··· Record extracts ···

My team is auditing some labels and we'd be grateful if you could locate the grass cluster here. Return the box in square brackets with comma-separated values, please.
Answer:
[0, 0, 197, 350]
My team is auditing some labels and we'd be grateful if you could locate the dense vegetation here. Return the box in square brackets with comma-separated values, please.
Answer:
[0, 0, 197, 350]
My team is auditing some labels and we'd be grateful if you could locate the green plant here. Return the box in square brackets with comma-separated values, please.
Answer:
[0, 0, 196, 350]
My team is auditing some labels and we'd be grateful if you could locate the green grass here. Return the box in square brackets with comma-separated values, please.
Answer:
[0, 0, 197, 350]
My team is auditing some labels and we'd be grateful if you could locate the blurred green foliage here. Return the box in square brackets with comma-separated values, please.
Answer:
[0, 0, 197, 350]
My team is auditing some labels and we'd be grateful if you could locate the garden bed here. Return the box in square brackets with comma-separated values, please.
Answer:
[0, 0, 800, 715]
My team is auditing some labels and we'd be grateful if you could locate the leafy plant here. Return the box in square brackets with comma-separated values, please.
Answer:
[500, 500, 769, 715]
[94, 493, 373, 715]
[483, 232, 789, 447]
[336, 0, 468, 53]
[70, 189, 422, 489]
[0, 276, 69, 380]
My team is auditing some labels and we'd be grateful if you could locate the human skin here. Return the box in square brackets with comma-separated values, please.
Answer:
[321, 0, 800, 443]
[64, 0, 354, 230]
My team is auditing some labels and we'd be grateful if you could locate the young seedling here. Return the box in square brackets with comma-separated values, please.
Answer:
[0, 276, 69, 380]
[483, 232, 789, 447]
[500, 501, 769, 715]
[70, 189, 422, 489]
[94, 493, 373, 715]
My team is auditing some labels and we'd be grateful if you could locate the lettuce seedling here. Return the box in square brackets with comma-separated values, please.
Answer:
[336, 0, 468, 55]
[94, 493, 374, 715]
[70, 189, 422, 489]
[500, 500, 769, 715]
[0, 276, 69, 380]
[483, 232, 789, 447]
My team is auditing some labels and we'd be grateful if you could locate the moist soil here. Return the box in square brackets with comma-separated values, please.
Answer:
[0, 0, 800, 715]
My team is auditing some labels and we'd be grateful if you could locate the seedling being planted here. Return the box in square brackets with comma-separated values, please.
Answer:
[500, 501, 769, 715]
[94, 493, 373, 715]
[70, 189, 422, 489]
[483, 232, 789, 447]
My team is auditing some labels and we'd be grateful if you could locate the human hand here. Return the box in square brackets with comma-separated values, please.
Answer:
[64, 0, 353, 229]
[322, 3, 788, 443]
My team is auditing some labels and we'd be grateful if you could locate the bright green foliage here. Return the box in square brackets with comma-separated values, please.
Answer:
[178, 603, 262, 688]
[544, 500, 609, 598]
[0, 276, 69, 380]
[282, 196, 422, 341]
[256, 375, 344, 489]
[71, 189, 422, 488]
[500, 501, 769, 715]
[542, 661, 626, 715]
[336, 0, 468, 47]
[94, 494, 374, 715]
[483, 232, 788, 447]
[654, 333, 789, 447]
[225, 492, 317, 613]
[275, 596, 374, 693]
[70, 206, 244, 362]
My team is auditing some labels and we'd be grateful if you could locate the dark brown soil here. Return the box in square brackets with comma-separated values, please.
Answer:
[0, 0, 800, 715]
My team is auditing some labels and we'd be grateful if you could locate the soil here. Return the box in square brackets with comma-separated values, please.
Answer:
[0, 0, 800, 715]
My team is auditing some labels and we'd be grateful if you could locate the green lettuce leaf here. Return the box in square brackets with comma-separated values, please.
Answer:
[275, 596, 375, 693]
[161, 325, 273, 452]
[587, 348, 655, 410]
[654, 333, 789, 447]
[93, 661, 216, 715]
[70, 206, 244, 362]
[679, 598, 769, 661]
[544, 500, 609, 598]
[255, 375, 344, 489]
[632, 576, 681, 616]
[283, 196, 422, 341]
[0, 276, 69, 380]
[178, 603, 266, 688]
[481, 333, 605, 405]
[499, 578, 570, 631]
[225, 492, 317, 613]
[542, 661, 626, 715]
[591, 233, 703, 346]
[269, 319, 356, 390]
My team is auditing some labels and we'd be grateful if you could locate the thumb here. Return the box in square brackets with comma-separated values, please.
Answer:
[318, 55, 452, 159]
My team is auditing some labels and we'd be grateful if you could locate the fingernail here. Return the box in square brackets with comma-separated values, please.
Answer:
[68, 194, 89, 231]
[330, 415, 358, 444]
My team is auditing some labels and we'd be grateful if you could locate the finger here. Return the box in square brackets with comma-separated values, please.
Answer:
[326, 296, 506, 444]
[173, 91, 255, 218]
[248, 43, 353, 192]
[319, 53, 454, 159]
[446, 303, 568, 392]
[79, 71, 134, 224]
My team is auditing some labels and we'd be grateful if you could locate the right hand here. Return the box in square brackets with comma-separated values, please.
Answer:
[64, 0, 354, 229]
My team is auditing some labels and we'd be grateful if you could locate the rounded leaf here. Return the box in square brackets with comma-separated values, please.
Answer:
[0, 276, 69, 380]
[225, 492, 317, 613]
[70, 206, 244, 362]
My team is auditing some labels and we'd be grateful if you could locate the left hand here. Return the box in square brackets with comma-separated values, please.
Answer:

···

= What the task requires =
Rewrite the items above, putting "reviewing" wherever "auditing" appears and leaving everything else unchanged.

= Result below =
My team is reviewing some labels and we'd be grateful if you could locate the grass cluster here. Return the box in square brackets with comma-separated values, please.
Answer:
[0, 0, 197, 350]
My team is reviewing some labels and we'd be grateful if you could locate the dense vegetation here. Return the box in square brackets with comma-separated values, please.
Answer:
[0, 0, 197, 350]
My team is reviewing some labels and we'd be grateful if you could locate the green plant here. Return the box in square brackets with comma-separated values, please.
Answer:
[0, 0, 196, 350]
My team is reviewing some labels and we'd be grateful if you could locate the green grass here. Return the box in square brackets with comma-separated values, please.
Answer:
[0, 0, 197, 350]
My team is reviewing some labels and we'd be grateful if you could locate the blurred green foliage here. Return the box in square brackets with comma-separated values, please.
Answer:
[0, 0, 197, 350]
My team is reviewing some labels and we'd be grateful if you could locate the garden bed here. Return the box in square brackets with comma-separated values, please.
Answer:
[0, 0, 800, 715]
My team is reviewing some labels and we'd be grateful if you could locate the leafy plant here. Return the box in square brackets with comma-separated values, please.
Answer:
[500, 500, 769, 715]
[94, 493, 373, 715]
[483, 232, 789, 447]
[336, 0, 468, 53]
[70, 189, 422, 489]
[0, 276, 69, 380]
My team is reviewing some labels and we'd be grateful if you could locate the human skin here. Return the box in square brackets with comma-separated values, please.
Answer:
[321, 0, 800, 443]
[64, 0, 354, 230]
My team is reviewing some labels and we'd be grateful if you could locate the young seedling here. Return the box in square brackets with comma-separated values, please.
Answer:
[0, 276, 69, 380]
[483, 232, 789, 447]
[500, 501, 769, 715]
[70, 189, 422, 489]
[94, 493, 373, 715]
My team is reviewing some labels and we'd be grateful if you could locate the lettuce seedling here. Return the box in square brackets with comma-separated values, please.
Answer:
[336, 0, 468, 55]
[94, 493, 374, 715]
[70, 189, 422, 489]
[500, 500, 769, 715]
[0, 276, 69, 380]
[483, 232, 789, 447]
My team is reviewing some labels and we'd be grateful if you could locate the moist soil here. Return the box in square brackets with comma-separated values, please.
Answer:
[0, 0, 800, 715]
My team is reviewing some labels and we'd be grateful if you could locate the seedling being planted here. Return the box in square brackets with comma-separated values, please.
Answer:
[500, 501, 769, 715]
[94, 493, 373, 715]
[70, 189, 422, 489]
[483, 232, 789, 447]
My team is reviewing some labels and we'd be grateful if you could locate the human hand here. Return the box in square brackets with comma-separated values, please.
Answer:
[64, 0, 353, 229]
[322, 3, 788, 443]
My team is reviewing some labels and we'd be grateful if you could locate the bright green foliage here. Return the box in square brackets with comma-separated values, please.
Answer:
[178, 603, 262, 688]
[544, 500, 609, 598]
[0, 276, 69, 380]
[282, 196, 422, 341]
[256, 375, 344, 489]
[71, 189, 422, 488]
[500, 501, 769, 715]
[542, 661, 626, 715]
[336, 0, 468, 47]
[94, 494, 374, 715]
[483, 232, 788, 447]
[654, 333, 789, 447]
[225, 492, 317, 613]
[275, 596, 374, 693]
[70, 206, 244, 362]
My team is reviewing some labels and we'd be grateful if you could locate the dark brown soil here. Return the box in square brackets with comma-separated values, please.
Answer:
[0, 0, 800, 715]
My team is reviewing some labels and we'd be grateful if you could locate the soil here. Return the box in square brackets with comma-separated values, please.
Answer:
[0, 0, 800, 715]
My team is reviewing some labels and we'd be grateful if you could locate the green lettuce leaf here. Return the box in square brackets with comma-separated values, please.
Answer:
[275, 596, 375, 693]
[161, 325, 273, 452]
[587, 348, 655, 410]
[654, 333, 789, 447]
[93, 661, 216, 715]
[70, 206, 244, 362]
[679, 598, 769, 661]
[544, 500, 609, 598]
[255, 375, 344, 489]
[632, 576, 681, 616]
[283, 196, 422, 341]
[0, 276, 69, 380]
[178, 603, 266, 688]
[481, 333, 605, 405]
[499, 578, 570, 631]
[225, 492, 317, 613]
[542, 661, 626, 715]
[591, 233, 703, 346]
[269, 319, 356, 390]
My team is reviewing some labels and we'd be grateful if you could locate the thumb here. Return the box in square brackets with comma-separated values, please.
Answer:
[318, 55, 452, 159]
My team is reviewing some labels and we'd be grateful if you could locate the fingernail here. Return the box in square brackets with comma-separated values, please.
Answer:
[68, 194, 89, 231]
[330, 415, 358, 444]
My team is reviewing some labels and we'd be grateful if you could locate the finger here. Return the box in square brackets with comma-separated values, please.
Answer:
[326, 296, 506, 444]
[173, 91, 255, 218]
[248, 43, 353, 192]
[319, 53, 454, 159]
[446, 303, 568, 392]
[79, 71, 134, 224]
My team is reviewing some labels and we'd be grateful if you could locate the right hand here. Return the box in square brackets with comma-separated values, please.
Answer:
[64, 0, 354, 229]
My team is reviewing some labels and we'd be grateful if you could locate the rounded leaf here. Return the box in square brackets with comma-separated values, please.
Answer:
[0, 276, 69, 380]
[225, 492, 317, 613]
[70, 206, 244, 362]
My team is reviewing some labels and we'd be grateful if you could locate the left hand here. Return the box in square brackets with comma-separated values, please.
Answer:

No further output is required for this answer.